-- Start Task data --
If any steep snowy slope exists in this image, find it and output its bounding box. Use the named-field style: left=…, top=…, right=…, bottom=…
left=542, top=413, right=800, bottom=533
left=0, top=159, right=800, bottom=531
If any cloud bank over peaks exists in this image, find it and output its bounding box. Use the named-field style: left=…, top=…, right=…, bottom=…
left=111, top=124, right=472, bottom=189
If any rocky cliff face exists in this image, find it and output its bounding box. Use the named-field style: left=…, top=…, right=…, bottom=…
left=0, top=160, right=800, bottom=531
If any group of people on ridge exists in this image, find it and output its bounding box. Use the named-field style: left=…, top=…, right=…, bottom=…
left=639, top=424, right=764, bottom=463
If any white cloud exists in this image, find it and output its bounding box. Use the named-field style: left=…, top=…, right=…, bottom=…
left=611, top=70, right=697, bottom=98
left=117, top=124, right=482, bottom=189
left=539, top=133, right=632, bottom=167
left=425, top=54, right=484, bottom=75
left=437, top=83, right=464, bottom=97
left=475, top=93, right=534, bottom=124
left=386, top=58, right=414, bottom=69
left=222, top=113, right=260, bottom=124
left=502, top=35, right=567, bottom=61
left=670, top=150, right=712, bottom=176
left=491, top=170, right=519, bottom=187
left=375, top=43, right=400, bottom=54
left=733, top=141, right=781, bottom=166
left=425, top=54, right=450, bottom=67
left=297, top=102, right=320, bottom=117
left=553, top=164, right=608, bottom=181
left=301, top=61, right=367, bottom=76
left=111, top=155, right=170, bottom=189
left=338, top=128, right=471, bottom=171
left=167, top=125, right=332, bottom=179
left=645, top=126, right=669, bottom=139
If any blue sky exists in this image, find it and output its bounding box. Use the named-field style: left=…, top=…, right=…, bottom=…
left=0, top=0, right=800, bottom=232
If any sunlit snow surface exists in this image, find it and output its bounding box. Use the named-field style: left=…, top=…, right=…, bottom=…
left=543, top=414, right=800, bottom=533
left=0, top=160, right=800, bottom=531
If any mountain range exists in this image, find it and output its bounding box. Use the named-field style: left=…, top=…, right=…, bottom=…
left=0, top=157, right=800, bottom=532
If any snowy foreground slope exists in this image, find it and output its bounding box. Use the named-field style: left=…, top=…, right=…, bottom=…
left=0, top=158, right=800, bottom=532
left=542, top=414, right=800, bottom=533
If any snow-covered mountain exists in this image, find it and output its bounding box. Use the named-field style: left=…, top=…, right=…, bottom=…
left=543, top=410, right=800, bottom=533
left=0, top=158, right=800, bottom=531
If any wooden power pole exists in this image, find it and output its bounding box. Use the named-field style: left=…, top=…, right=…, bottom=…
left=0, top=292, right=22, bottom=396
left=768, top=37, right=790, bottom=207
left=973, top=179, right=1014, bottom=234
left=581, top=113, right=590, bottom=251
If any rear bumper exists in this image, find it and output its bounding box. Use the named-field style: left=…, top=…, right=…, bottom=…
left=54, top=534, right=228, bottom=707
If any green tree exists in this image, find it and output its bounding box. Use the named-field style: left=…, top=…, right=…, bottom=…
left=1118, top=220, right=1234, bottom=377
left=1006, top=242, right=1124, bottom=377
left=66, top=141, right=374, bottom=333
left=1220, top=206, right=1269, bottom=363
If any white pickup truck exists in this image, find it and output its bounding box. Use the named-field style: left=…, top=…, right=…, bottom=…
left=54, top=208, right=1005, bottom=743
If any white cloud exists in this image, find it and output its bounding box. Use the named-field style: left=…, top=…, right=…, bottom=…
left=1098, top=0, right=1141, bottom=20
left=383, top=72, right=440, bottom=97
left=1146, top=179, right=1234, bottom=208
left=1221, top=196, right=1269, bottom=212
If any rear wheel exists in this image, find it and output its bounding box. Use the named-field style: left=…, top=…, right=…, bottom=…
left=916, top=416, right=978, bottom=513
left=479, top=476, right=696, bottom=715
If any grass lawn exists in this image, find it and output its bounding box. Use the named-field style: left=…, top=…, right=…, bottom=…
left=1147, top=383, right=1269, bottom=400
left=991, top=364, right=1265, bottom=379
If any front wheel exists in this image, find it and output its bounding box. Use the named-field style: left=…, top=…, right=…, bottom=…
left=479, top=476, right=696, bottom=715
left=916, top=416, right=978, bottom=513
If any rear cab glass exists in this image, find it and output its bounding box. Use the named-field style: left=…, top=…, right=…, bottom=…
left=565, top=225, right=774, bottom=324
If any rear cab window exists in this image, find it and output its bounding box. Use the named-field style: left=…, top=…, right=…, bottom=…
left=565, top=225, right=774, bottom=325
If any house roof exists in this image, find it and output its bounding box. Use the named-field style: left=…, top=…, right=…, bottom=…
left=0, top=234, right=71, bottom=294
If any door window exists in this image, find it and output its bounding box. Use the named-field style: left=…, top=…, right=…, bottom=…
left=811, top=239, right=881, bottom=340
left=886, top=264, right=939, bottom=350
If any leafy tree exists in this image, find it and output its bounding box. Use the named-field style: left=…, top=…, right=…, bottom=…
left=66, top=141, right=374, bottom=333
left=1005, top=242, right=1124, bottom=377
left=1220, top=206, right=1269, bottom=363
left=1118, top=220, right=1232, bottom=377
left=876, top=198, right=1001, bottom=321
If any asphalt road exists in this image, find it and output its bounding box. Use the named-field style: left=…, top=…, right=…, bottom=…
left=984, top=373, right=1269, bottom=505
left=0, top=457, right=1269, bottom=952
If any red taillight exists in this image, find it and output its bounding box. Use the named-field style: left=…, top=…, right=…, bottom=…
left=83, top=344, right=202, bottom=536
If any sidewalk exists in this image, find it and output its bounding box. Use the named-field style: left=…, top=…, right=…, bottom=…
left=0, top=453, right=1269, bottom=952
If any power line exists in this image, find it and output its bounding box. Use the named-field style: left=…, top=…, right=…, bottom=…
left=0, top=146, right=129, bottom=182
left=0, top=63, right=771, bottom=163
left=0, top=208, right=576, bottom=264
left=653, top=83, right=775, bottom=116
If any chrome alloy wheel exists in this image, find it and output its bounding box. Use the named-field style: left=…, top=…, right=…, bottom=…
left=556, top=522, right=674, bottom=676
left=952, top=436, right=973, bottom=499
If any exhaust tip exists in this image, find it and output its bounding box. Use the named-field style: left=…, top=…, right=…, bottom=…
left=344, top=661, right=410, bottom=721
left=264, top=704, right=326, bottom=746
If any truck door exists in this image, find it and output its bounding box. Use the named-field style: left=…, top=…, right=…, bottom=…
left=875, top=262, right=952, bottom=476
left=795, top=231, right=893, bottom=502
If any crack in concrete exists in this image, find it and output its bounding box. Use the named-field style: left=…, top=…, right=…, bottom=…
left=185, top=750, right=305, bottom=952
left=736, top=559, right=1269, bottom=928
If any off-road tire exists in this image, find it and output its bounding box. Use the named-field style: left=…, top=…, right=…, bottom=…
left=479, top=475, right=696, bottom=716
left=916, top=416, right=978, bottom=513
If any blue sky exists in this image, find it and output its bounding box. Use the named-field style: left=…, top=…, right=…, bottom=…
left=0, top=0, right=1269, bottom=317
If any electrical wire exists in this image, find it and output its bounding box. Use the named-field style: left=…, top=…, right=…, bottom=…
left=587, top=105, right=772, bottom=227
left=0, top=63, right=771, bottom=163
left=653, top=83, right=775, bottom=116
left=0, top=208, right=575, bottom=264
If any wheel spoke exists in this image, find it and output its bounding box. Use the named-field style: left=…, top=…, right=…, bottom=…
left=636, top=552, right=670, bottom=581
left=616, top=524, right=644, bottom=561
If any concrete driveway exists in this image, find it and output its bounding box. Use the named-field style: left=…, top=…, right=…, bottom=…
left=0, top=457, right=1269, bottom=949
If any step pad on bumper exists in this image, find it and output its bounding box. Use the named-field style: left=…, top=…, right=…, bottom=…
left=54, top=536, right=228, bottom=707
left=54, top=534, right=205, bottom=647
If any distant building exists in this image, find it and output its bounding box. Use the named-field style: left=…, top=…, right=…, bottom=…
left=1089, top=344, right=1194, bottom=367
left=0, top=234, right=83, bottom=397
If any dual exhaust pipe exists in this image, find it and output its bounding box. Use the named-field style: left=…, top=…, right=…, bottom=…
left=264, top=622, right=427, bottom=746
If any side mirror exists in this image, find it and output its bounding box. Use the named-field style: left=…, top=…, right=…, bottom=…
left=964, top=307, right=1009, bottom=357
-- End Task data --
*What to work on*. Please update the material from its first line up to and including the line with "left=645, top=126, right=669, bottom=139", replacing "rocky cliff face" with "rock face" and leaving everything else unchanged. Give only those lines.

*Exercise solution*.
If any steep snowy slope exists in this image, find it and output its bounding box. Use the named-field style: left=…, top=…, right=…, bottom=…
left=542, top=413, right=800, bottom=533
left=0, top=159, right=800, bottom=531
If any cloud bank over peaks exists in this image, find it and output its bounding box. Use the named-field style: left=…, top=…, right=…, bottom=…
left=111, top=124, right=472, bottom=189
If any rock face exists in this image, find it and output its bounding box. Use the named-field style: left=…, top=…, right=…, bottom=…
left=0, top=160, right=800, bottom=531
If any group of people on ridge exists in this image, find it and output its bounding box. Use the named-field style: left=…, top=…, right=…, bottom=…
left=639, top=424, right=764, bottom=463
If any white cloud exists in this image, find it and output its bounding box. Use the named-field style: left=…, top=…, right=…, bottom=…
left=611, top=70, right=697, bottom=98
left=117, top=124, right=482, bottom=189
left=539, top=133, right=632, bottom=167
left=425, top=54, right=484, bottom=75
left=437, top=83, right=464, bottom=97
left=475, top=93, right=534, bottom=124
left=386, top=58, right=414, bottom=69
left=222, top=113, right=260, bottom=124
left=502, top=35, right=567, bottom=61
left=670, top=150, right=712, bottom=176
left=491, top=170, right=519, bottom=187
left=375, top=43, right=400, bottom=54
left=733, top=141, right=781, bottom=166
left=425, top=54, right=450, bottom=67
left=297, top=102, right=320, bottom=117
left=553, top=164, right=608, bottom=181
left=301, top=61, right=367, bottom=76
left=111, top=155, right=170, bottom=189
left=338, top=128, right=471, bottom=171
left=167, top=125, right=332, bottom=179
left=645, top=126, right=669, bottom=139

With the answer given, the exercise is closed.